ИСХОДНЫЙ ТЕКСТ:

════════════════

Что скажет всемирно‑историческая точка зрения, если французы в ближайшем будущем объявят Cologne, Соblеnсе, Mayence и Francfort{125} исконными французскими землями; горе тогда всемирно‑исторической точке зрения!

Но не станем задерживаться далее на этих petites miseres de la vie humaine{126}, которые случались и с более великими людьми. Последуем за г‑н ом Вильгельмом Йорданом из Берлина в более высокие сферы его полета. Тут мы услышим, что поляков «любят тем больше, чем дальше находятся от них и чем меньше их знают, и, наоборот, тем меньше любят, чем ближе соприкасаются с ними», а потому «эта симпатия» покоится «не столько на действительном достоинстве польского характера, сколько на известного рода космополитическом идеализме».

Но как всемирно‑историческая точка зрения объяснит, что народы земного шара не «любят» некий другой народ ни тогда, когда «от него далеко находятся», ни тогда, когда с ним «ближе соприкасаются»; как объяснит она, что народы земного шара с редким единодушием презирают этот народ, используют, высмеивают и третируют его? Народ этот – немцы.

Всемирно‑историческая точка зрения скажет, что это основано на «космополитическом материализме», и таким образом выйдет из положения.

Но, не смущаясь подобными мелкими возражениями, всемирно‑исторический орел взлетает все смелее, все выше, пока, наконец, в чистом эфире в‑себе‑и‑для‑себя сущей идеи он не разражается следующим героически‑всемирно‑исторически‑гегельянским гимном:

«Пусть воздают должное истории, которая на своем предначертанном необходимостью пути всегда безжалостно растаптывает железной пятой народность, уже не являющуюся настолько сильной, чтобы удержаться среди равных наций, но все же было бы бесчеловечным и варварским не проявлять никакого участия при виде долгих страданий такого народа, и я весьма далек от подобной бесчувственности». (Бог воздаст Вам, благородный Йордан!) «Но одно дело – быть потрясенным трагедией, а другое дело – хотеть, так сказать, дать ей обратный ход. Ведь только железная необходимость, которой подчинен герой, превращает его судьбу в настоящую трагедию, и вмешиваться в ход этой судьбы, хотеть из человеческого участия остановить катящееся колесо истории, да еще повернуть его вспять – значит самому подвергаться опасности быть им раздавленным. Желать восстановления Польши потому только, что гибель ее вызывает справедливую скорбь, – это я называю малодушной сентиментальностью!»

Какое богатство мыслей! Какая глубина премудрости! Какой вдохновенный язык! Так вещает всемирно‑историческая точка зрения, когда задним числом выправит стенограммы своих речей.

════════════════

Записи с разметкой положения объектов:
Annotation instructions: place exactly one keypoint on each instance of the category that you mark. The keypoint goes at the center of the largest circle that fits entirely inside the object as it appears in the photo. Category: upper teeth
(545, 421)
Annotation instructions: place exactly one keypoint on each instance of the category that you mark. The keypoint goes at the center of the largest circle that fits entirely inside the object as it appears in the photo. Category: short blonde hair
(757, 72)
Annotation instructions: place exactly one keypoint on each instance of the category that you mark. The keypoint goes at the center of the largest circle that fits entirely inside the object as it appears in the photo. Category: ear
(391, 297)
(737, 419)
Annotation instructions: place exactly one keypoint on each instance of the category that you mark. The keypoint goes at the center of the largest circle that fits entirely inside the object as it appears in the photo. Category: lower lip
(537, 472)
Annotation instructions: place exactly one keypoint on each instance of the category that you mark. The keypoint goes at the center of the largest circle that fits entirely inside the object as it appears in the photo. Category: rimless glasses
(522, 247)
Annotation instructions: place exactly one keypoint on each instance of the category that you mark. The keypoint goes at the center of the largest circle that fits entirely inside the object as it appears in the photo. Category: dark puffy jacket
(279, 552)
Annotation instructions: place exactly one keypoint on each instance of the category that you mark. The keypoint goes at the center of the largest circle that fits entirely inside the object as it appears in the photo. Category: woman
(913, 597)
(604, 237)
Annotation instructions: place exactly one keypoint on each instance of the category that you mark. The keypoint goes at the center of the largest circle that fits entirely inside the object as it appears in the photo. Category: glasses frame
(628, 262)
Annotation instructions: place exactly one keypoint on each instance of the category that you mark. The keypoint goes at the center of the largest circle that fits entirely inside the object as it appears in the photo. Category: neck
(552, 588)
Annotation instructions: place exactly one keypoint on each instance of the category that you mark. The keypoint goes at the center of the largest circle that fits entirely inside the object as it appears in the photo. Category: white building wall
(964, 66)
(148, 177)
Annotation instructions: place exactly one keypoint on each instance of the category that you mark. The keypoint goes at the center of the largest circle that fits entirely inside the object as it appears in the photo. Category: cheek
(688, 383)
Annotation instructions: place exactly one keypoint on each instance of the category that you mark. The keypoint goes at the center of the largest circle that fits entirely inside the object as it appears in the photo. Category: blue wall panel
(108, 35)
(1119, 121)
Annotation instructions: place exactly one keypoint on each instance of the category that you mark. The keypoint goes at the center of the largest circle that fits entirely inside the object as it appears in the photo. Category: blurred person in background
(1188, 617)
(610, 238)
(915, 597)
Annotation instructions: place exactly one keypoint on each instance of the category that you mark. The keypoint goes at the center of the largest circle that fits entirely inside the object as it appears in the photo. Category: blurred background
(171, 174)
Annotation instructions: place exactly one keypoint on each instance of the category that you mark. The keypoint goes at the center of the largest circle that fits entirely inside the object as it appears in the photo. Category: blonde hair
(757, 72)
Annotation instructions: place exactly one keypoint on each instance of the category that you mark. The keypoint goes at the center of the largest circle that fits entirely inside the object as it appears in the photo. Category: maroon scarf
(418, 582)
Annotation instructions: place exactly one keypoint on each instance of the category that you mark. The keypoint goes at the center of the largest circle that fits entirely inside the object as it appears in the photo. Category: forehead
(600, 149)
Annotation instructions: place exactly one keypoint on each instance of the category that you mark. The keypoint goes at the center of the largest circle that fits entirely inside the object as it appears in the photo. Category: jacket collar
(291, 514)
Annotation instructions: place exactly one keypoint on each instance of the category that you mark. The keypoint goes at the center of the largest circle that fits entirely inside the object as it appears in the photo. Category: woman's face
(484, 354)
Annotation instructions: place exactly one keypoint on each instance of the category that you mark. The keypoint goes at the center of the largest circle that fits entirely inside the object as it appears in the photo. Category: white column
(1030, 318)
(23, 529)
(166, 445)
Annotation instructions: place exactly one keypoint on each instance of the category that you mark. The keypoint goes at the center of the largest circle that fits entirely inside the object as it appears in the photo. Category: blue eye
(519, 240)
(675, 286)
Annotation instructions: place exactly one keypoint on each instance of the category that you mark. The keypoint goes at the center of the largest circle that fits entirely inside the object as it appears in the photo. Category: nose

════════════════

ЦЕЛЬ 1: Перепишите дословно фрагмент текста о речи Вильгельма Йордана от "Какое богатство мыслей!" до "стенограммы своих речей.".
ЦЕЛЬ 2: Перечислите все города, названия которых в тексте о речи Вильгельма Йордана даны по‑французски.
ЦЕЛЬ 3: Продолжите текст о речи Вильгельма Йордана после его последней фразы.

РЕЗУЛЬТАТ ЗАДАНИЯ 1:
Какое богатство мыслей! Какая глубина премудрости! Какой вдохновенный язык! Так вещает всемирно‑историческая точка зрения, когда задним числом выправит стенограммы своих речей.

РЕЗУЛЬТАТ ЗАДАНИЯ 2: Cologne, Соblеnсе, Mayence, Francfort

РЕЗУЛЬТАТ ЗАДАНИЯ 3:
Поляки стоят перед выбором: если они хотят разыграть «настоящую трагедию», тогда они должны покорно позволить растоптать себя железной пятой и катящимся колесом истории, сказав Николаю: «Государь, да будет воля твоя!» Или, если они желают бунтовать и, в свою очередь, делать попытки, не удастся ли им наступить «железной пятой истории» на шею своим угнетателям, тогда они никакой «настоящей трагедии» не разыгрывают, и г‑н Вильгельм Йордан из Берлина уже не может больше интересоваться ими. Так говорит эстетически воспитанная профессором Розенкранцем всемирно‑историческая точка зрения.

В чем же заключалась неумолимая, железная необходимость, которая на время уничтожила Польшу? В разложении дворянской демократии, покоящейся на крепостном праве, т. е. в возникновении крупной аристократии внутри дворянства. Это было шагом вперед, поскольку являлось единственным выходом из отжившего свой век строя дворянской демократии. А каковы были последствия этого? Железная пята истории, т. е. три восточных самодержца, раздавила Польшу. Аристократия принуждена была заключить союз с заграницей, чтобы расправиться с дворянской демократией. Польская аристократия до недавнего времени, частью и по ныне, оставалась неизменной союзницей поработителей Польши.

А в чем заключается неумолимая, железная необходимость того, что Польша вновь станет свободной? В том, что господство аристократии в Польше, которое с 1815 г. не прекращалось, по крайней мере в Познани и в Галиции и отчасти даже в русской Польше, теперь так же изжило себя и подорвано, как демократия мелкого дворянства в 1772 году; в том, что

установление аграрной демократии для Польши стало вопросом жизни не только политическим, но и общественным; в том, что источник существования польского народа, земледелие, рухнет, если крепостной или «обязанный» [robotpflichtige] крестьянин не станет свободным землевладельцем; в том, наконец, что аграрная революция невозможна без одновременного завоевания самостоятельного национального существования, без обладания балтийским побережьем и устьями польских рек.

И это г‑н Йордан из Берлина называет желанием остановить катящееся колесо истории, да еще повернуть его вспять!

Конечно, старая Польша дворянской демократии давно умерла и похоронена, и только г‑н Йордан может приписать кому‑либо намерение дать обратный ход «настоящей трагедии» этой Польши; но этот «герой» трагедии породил могучего сына, ближайшее знакомство с которым действительно может вызвать дрожь ужаса у иного спесивого берлинского литератора. И этот сын, который еще только готовится разыграть свою драму и наложить свою руку на «катящееся колесо истории», но которому победа обеспечена, – этот сын есть Польша крестьянской демократии.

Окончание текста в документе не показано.